**Assignment A:**
Copy the passage of the post on being lied to that starts at "If you’re anything like me, being" and ends at "else will work.".
**Assignment B:**
Pick up the post on being lied to after its last sentence and keep writing it.

**Document extract:**
Start of Block

If you’re anything like me, being lied to is one of the worst things that can happen to you. Especially when the lie comes from someone who you believed in so much or cared about. There is something about being lied to which always makes you wonder why. Personally, if I’m lied to about something that is on the scale of moderate to very important, then it takes me a very long times to get over. When it is something small or unimportant, then it’s much easier for anyone to get over. But what if you’re lied to about something that is important and you have a chronic illness? If you’re anything like me it can take up to much of your time, constantly be on the front of your mind and even affect your health. At the end of the post I’ve included a plan on how to deal with a liar, if you know nothing else will work.
Stress plays an extremely important role in Crohn’s disease and ulcerative colitis. It is talked about extensively, but stress doesn’t cause a person to develop an IBD. Stress can however cause a flare or allow the disease to develop into a more severe case. This is why it’s important to live a healthy life and find a way to balance stress. Being lied to by someone important to you, about a topic which is important to you can cause a person a larger amount of stress. So what do we do?
First I think it’s important to understand why people lie.
- The person, however, who seems to feel compelled to lie about both the small and large stuff has a problem. We often call these folks pathological liars (which is a description, not a diagnosis). They lie to protect themselves, look good, gain financially or socially and avoid punishment.
- Lying often gets worse with the passage of time. When you get away with a lie it often impels you to continue your deceptions. Also, liars often find themselves perpetrating more untruths to cover themselves.
Here is a video about lying:
So now that we know a little more about what might drive a person to lie and that it will likely get worse as time goes by without getting confronted about it. It hurts when a person lies to you because a bond had been broke and an unspoken agreement to treat others the way you would like to be treated.
An important thing about someone who has broken that trust and your relationship with them, is that if the truth is forced out or they are told that you know they have lied to you, then the chance of repairing your trust in them is less. The person has to want to tell you the truth on their own or it has to be asked in a way that the person will tell you the truth.
Here are some clues to see if you’ve been lied to:
- Avoidance of eye contact: Usually someone makes eye contact at least half the time they are talking to you. If you notice them avoiding eye contact or looking down during a specific part of a conversation, they may well be lying.

End of Block

**Provided information:**
Start of Block

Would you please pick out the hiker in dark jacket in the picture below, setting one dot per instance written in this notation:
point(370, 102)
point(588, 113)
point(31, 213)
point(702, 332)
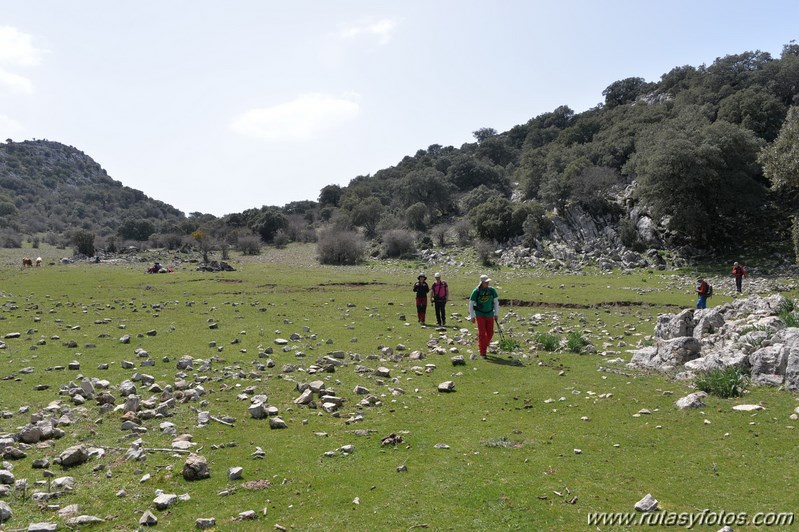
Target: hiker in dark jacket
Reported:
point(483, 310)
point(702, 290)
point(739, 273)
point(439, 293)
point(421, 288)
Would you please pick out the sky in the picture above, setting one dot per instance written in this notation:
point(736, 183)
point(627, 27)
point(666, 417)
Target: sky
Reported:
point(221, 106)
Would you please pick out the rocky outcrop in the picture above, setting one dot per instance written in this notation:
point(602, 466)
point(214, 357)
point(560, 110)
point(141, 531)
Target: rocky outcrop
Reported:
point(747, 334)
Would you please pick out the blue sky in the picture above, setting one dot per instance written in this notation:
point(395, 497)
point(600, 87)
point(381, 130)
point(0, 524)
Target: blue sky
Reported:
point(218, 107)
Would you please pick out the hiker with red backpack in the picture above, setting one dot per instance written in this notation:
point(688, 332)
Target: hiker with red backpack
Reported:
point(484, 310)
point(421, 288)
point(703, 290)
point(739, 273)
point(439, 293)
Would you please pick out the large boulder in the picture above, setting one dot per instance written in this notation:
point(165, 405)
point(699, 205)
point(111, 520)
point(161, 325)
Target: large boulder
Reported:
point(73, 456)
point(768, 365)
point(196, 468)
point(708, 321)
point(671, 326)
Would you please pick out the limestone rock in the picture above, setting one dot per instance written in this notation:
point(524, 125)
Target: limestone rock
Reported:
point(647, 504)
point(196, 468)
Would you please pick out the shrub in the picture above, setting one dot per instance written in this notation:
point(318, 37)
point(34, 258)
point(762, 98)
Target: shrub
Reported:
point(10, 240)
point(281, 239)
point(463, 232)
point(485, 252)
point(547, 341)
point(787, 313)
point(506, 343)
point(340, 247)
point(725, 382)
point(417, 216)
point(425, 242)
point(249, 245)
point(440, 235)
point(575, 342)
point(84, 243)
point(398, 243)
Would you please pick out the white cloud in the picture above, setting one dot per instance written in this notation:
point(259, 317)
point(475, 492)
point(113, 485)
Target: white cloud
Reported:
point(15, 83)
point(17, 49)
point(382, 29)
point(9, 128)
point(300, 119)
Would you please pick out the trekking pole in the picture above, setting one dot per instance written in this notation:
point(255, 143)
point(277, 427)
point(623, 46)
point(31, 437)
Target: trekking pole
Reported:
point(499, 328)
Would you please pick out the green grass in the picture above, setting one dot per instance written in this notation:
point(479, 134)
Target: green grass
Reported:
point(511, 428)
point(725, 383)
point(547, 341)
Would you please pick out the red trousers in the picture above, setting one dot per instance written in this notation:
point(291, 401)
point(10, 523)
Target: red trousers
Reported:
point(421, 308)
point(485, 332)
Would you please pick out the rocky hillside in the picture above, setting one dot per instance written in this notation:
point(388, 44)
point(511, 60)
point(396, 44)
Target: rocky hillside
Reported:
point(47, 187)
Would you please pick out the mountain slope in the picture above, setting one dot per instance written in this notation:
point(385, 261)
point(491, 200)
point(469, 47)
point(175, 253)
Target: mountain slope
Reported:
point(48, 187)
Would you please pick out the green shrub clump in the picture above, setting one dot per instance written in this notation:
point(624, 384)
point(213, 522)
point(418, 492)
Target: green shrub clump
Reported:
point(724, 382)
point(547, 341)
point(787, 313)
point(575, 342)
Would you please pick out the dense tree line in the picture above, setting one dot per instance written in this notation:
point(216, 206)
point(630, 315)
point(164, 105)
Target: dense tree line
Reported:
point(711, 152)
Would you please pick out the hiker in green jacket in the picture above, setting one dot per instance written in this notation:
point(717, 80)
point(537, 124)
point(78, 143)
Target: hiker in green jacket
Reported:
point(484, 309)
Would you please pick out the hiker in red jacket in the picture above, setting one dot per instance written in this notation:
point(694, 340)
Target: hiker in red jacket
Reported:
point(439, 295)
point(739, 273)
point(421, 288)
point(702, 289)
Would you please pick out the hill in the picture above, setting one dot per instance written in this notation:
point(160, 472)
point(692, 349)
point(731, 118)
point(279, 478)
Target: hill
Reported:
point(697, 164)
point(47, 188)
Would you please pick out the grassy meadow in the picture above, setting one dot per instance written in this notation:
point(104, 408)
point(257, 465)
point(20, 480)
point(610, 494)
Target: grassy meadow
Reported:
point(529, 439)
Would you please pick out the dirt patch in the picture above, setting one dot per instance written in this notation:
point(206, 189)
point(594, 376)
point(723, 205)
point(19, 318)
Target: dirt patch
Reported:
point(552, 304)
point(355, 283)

End of Block

**Task response A:**
If you’re anything like me, being lied to is one of the worst things that can happen to you. Especially when the lie comes from someone who you believed in so much or cared about. There is something about being lied to which always makes you wonder why. Personally, if I’m lied to about something that is on the scale of moderate to very important, then it takes me a very long times to get over. When it is something small or unimportant, then it’s much easier for anyone to get over. But what if you’re lied to about something that is important and you have a chronic illness? If you’re anything like me it can take up to much of your time, constantly be on the front of your mind and even affect your health. At the end of the post I’ve included a plan on how to deal with a liar, if you know nothing else will work.

**Task response B:**
- Change of voice: A variation in pitch of voice or rate of speech can be a sign of lying. So can lots of umms and ahhs.
- Body language. Turning your body away, covering your face or mouth, a lot of fidgeting of hands or legs can indicate deception.
- Contradicting yourself:. Making statements that just don’t hold together should make you suspicious.
We’re now more prepared and knowledgeable about lying, why people do it and how we can see the signs of if a person is lying to us. No matter what if we’re being lied to, chances are we’re in a difficult situation as well. One that had made us stressed and also hurt. For someone with a chronic condition this isn’t a healthy situation and something must be done. So here are some tips of my own which I’m now going to live by.
- Confront the person in a kind way. Give them the chance to come clean by allowing them to know that they have acted in a suspicious way which has you worried.
- If they don’t want to tell you up front, then let the person have a little bit of time to digest what happened. Allow them some time to know that you’re aware of something. They might feel the need to come clean after a short period.
- After if time goes by and still the situation isn’t getting resolved then let them know that something has to be done soon to work out this problem with trust in the relationship. Make sure they know that you’re hurting and it might be affecting your health.
- Lastly, if nothing is done and the person is continuing to lie to you and be defensive then let them know you are aware of the lies.
This is where it will get hard. After telling someone who you’re aware of their lies, they might even lie to you more in a reaction to being accused. When this happens you give them the proof that you have about the lies. Show them that there is nothing else they can say because the facts are in front of them. Once this has been done you set a timer to 24 hours on your phone or tablet which most people have around them at all times. This is the very hard but necessary part, you tell them that they have 24 hours to come clean and either begin to fix the situation or show you that they have a plan to fix the situation in the very near future when the chance arises. And if they don’t do these things then they will no longer be a part of your life.
If the timer goes off and they haven’t talked to you and told you the truth about the lie or show you that they are willing to fix it, then you sadly know that the lying will only continue, the problem will only get worse and will only affect your health in a more negative way as time goes on. At this point you’ve done everything you could. You’ve given them chance after chance to tell the truth and fix the situation. If they haven’t at this point, then would you really want them in your lives anyway?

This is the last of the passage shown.